#### TASK OBJECTIVE:
Up to and including the line containing "rough mask: <svg", retype each line of the listing below exactly, beginning with the first.

^^^^^^^^^^^^^^^^

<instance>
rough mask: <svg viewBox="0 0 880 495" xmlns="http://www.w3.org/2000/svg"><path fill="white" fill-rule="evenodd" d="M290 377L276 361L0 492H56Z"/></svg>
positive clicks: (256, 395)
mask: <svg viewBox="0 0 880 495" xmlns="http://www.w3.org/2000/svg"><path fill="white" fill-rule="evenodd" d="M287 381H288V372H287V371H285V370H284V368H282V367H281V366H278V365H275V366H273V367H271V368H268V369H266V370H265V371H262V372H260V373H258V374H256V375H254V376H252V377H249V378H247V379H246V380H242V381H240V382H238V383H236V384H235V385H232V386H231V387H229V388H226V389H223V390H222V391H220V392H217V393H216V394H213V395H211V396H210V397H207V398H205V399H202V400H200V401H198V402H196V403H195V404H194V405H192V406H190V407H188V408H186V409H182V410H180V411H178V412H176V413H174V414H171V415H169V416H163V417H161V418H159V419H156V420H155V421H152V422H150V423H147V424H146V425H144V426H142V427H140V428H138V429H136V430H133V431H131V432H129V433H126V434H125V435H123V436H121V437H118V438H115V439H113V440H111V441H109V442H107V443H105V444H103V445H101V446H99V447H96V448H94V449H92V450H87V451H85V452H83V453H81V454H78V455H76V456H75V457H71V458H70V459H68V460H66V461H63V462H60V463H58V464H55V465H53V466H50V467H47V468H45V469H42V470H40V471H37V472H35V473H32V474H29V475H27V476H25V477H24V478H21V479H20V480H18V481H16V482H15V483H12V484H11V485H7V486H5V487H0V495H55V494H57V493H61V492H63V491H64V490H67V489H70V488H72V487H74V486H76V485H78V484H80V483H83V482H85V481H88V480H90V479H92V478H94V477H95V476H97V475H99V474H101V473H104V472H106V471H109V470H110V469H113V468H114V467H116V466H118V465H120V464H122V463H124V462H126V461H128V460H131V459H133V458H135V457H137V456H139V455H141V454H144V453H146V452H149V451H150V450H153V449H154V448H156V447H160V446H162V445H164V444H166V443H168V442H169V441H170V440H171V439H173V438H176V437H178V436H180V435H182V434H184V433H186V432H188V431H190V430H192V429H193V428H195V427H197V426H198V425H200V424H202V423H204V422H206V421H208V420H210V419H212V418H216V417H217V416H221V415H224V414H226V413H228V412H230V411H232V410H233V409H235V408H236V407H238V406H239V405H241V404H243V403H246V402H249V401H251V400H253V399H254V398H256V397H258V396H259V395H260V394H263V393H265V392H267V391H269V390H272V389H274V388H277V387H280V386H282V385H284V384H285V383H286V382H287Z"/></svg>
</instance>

^^^^^^^^^^^^^^^^

#### SOLUTION TO THE PROBLEM:
<instance>
rough mask: <svg viewBox="0 0 880 495" xmlns="http://www.w3.org/2000/svg"><path fill="white" fill-rule="evenodd" d="M290 377L276 361L0 492H56Z"/></svg>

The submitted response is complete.